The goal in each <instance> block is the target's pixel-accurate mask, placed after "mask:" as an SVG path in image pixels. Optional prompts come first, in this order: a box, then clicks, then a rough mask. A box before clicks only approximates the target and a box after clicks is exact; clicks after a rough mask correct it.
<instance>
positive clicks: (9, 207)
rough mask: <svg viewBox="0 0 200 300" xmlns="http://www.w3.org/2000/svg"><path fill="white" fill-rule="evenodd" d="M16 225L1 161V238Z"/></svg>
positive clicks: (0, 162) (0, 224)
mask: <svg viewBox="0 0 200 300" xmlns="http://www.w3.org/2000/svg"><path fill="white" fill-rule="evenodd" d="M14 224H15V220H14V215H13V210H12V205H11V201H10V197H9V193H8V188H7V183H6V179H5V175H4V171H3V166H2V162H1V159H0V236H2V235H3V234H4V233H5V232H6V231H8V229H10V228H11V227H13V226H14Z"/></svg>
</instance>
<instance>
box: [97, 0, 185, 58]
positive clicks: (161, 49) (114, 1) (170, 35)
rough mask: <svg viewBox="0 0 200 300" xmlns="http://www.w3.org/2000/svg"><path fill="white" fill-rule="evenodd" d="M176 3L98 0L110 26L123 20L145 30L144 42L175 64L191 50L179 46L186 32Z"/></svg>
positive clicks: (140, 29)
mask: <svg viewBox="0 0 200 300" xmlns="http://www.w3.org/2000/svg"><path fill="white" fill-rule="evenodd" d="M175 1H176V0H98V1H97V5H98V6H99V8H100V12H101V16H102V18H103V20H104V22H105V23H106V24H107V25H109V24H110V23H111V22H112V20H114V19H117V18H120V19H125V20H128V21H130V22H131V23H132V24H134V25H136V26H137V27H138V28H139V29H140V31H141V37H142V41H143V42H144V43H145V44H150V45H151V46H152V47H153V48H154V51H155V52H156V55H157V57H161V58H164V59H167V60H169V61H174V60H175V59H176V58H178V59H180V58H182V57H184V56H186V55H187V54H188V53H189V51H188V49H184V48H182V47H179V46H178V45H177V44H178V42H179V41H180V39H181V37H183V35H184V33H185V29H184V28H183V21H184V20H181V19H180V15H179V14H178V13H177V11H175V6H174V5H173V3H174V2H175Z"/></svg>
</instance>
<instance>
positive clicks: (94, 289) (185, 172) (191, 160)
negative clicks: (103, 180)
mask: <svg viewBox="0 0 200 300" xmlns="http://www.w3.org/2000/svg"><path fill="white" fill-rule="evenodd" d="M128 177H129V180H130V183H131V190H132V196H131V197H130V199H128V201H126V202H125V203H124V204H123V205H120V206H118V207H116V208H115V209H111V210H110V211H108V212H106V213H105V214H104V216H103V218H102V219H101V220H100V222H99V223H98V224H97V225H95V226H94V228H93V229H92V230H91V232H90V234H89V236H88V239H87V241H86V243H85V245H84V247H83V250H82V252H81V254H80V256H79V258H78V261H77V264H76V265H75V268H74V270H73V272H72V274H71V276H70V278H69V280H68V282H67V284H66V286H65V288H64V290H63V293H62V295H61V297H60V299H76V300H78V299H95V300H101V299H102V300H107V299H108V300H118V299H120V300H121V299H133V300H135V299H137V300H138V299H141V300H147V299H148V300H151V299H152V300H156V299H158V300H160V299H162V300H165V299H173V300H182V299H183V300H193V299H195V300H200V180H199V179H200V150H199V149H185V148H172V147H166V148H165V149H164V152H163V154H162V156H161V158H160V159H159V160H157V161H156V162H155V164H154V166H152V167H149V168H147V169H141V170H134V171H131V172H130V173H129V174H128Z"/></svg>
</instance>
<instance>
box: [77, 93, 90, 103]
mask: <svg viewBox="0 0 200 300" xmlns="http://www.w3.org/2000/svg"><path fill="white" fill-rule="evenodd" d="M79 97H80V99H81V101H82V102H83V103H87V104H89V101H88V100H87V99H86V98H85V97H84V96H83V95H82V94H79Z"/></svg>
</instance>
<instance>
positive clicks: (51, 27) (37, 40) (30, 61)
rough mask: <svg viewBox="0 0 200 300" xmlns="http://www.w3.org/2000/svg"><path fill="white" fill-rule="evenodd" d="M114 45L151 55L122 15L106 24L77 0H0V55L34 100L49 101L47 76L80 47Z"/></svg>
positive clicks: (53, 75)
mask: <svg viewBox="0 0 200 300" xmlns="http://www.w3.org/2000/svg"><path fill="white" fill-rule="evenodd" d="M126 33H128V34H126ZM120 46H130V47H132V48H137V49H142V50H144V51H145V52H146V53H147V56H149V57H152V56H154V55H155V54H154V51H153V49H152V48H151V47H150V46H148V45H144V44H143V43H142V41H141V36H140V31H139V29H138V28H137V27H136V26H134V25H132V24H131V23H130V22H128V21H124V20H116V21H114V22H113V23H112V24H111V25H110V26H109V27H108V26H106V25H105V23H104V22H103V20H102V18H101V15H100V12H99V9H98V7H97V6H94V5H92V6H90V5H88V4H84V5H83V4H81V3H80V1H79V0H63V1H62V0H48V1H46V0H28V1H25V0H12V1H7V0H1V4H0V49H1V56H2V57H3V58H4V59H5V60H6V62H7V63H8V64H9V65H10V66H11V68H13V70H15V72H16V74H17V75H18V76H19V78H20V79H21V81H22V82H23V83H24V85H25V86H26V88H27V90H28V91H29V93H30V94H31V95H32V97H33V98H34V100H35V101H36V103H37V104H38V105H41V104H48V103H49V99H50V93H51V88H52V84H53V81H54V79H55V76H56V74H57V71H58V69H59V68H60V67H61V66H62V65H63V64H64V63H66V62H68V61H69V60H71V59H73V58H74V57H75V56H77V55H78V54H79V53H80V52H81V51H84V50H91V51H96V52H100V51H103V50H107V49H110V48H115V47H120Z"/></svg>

###

Exercise instructions: Copy each entry exactly, leaving every line as it is.

Answer area:
The goal in each <instance> block is the target's pixel-accurate mask, placed after "mask:" as an SVG path in image pixels. Optional prompts come first, in this order: a box, then clicks, then a rough mask. A box before clicks only approximates the target and a box after clicks is exact; clicks after a rough mask correct it.
<instance>
positive clicks: (9, 207)
rough mask: <svg viewBox="0 0 200 300" xmlns="http://www.w3.org/2000/svg"><path fill="white" fill-rule="evenodd" d="M16 225L1 161V238Z"/></svg>
positive clicks: (0, 162) (0, 224)
mask: <svg viewBox="0 0 200 300" xmlns="http://www.w3.org/2000/svg"><path fill="white" fill-rule="evenodd" d="M14 224H15V220H14V215H13V210H12V205H11V201H10V197H9V193H8V188H7V183H6V179H5V175H4V171H3V166H2V162H1V159H0V236H2V235H3V234H4V233H5V232H6V231H8V229H10V228H11V227H13V226H14Z"/></svg>
</instance>
<instance>
box: [97, 0, 185, 58]
positive clicks: (161, 49) (114, 1) (170, 35)
rough mask: <svg viewBox="0 0 200 300" xmlns="http://www.w3.org/2000/svg"><path fill="white" fill-rule="evenodd" d="M176 3L98 0L110 26L123 20L145 30L144 42L175 64L191 50L179 46L186 32Z"/></svg>
positive clicks: (140, 29)
mask: <svg viewBox="0 0 200 300" xmlns="http://www.w3.org/2000/svg"><path fill="white" fill-rule="evenodd" d="M175 1H176V0H98V1H97V5H98V6H99V8H100V12H101V16H102V18H103V20H104V22H105V23H106V24H107V25H109V24H110V23H111V22H112V20H114V19H117V18H120V19H125V20H128V21H130V22H131V23H132V24H134V25H136V26H137V27H138V28H139V29H140V31H141V37H142V41H143V42H144V43H145V44H150V45H151V46H152V47H153V48H154V51H155V52H156V55H157V57H161V58H164V59H167V60H169V61H174V60H175V59H176V58H178V59H180V58H182V57H184V56H186V55H187V54H188V53H189V51H188V49H184V48H182V47H179V46H178V45H177V44H178V42H179V41H180V39H181V37H183V35H184V33H185V29H184V28H183V21H184V20H181V19H180V15H179V14H178V13H177V11H175V6H174V5H173V3H174V2H175Z"/></svg>
</instance>
<instance>
positive clicks: (94, 289) (185, 172) (191, 160)
negative clicks: (103, 180)
mask: <svg viewBox="0 0 200 300" xmlns="http://www.w3.org/2000/svg"><path fill="white" fill-rule="evenodd" d="M128 177H129V180H130V183H131V190H132V196H131V197H130V199H128V201H126V202H125V203H124V204H123V205H120V206H118V207H116V208H115V209H111V210H110V211H108V212H106V213H105V214H104V216H103V218H102V219H101V220H100V222H99V223H98V224H97V225H95V226H94V228H93V229H92V230H91V232H90V234H89V236H88V239H87V241H86V243H85V245H84V247H83V250H82V252H81V254H80V256H79V258H78V261H77V264H76V265H75V268H74V270H73V272H72V274H71V276H70V278H69V280H68V282H67V284H66V286H65V288H64V290H63V293H62V295H61V297H60V299H76V300H78V299H95V300H101V299H102V300H107V299H108V300H118V299H120V300H121V299H133V300H135V299H137V300H138V299H141V300H147V299H148V300H151V299H152V300H156V299H158V300H160V299H162V300H165V299H173V300H182V299H183V300H193V299H195V300H200V180H199V179H200V150H199V149H185V148H172V147H166V148H165V149H164V152H163V154H162V156H161V158H160V159H159V160H157V161H156V162H155V164H154V166H152V167H149V168H147V169H141V170H134V171H131V172H130V173H129V174H128Z"/></svg>
</instance>
<instance>
box: [77, 93, 90, 103]
mask: <svg viewBox="0 0 200 300" xmlns="http://www.w3.org/2000/svg"><path fill="white" fill-rule="evenodd" d="M79 97H80V99H81V101H82V102H83V103H87V104H89V101H88V100H87V99H86V98H85V97H84V96H83V95H82V94H79Z"/></svg>
</instance>
<instance>
positive clicks: (51, 27) (37, 40) (30, 61)
rough mask: <svg viewBox="0 0 200 300" xmlns="http://www.w3.org/2000/svg"><path fill="white" fill-rule="evenodd" d="M114 45L151 55L122 15L106 24L77 0H0V55L34 100L49 101L47 76L80 47Z"/></svg>
positive clicks: (53, 75)
mask: <svg viewBox="0 0 200 300" xmlns="http://www.w3.org/2000/svg"><path fill="white" fill-rule="evenodd" d="M126 33H128V34H126ZM120 46H130V47H132V48H137V49H142V50H144V51H145V52H146V53H147V56H149V57H152V56H154V55H155V54H154V51H153V49H152V48H151V47H150V46H148V45H144V44H143V43H142V41H141V36H140V31H139V29H138V28H137V27H136V26H134V25H132V24H131V23H130V22H128V21H124V20H116V21H114V22H113V23H112V24H111V25H110V26H109V27H108V26H106V25H105V23H104V22H103V20H102V18H101V15H100V12H99V9H98V7H97V6H94V5H92V6H90V5H88V4H84V5H83V4H81V3H80V1H79V0H63V1H62V0H48V1H46V0H28V1H25V0H12V1H7V0H1V4H0V49H1V56H2V57H3V58H4V59H5V60H6V62H7V63H8V64H9V65H10V66H11V68H13V70H15V72H16V74H17V75H18V76H19V78H20V79H21V81H22V82H23V83H24V85H25V86H26V88H27V90H28V91H29V93H30V94H31V95H32V97H33V98H34V100H35V101H36V103H37V104H38V105H41V104H48V103H49V99H50V93H51V88H52V84H53V81H54V79H55V76H56V74H57V71H58V69H59V68H60V67H61V66H62V65H63V64H64V63H66V62H68V61H69V60H71V59H73V58H74V57H75V56H77V55H78V54H79V53H80V52H81V51H84V50H91V51H96V52H100V51H103V50H107V49H110V48H115V47H120Z"/></svg>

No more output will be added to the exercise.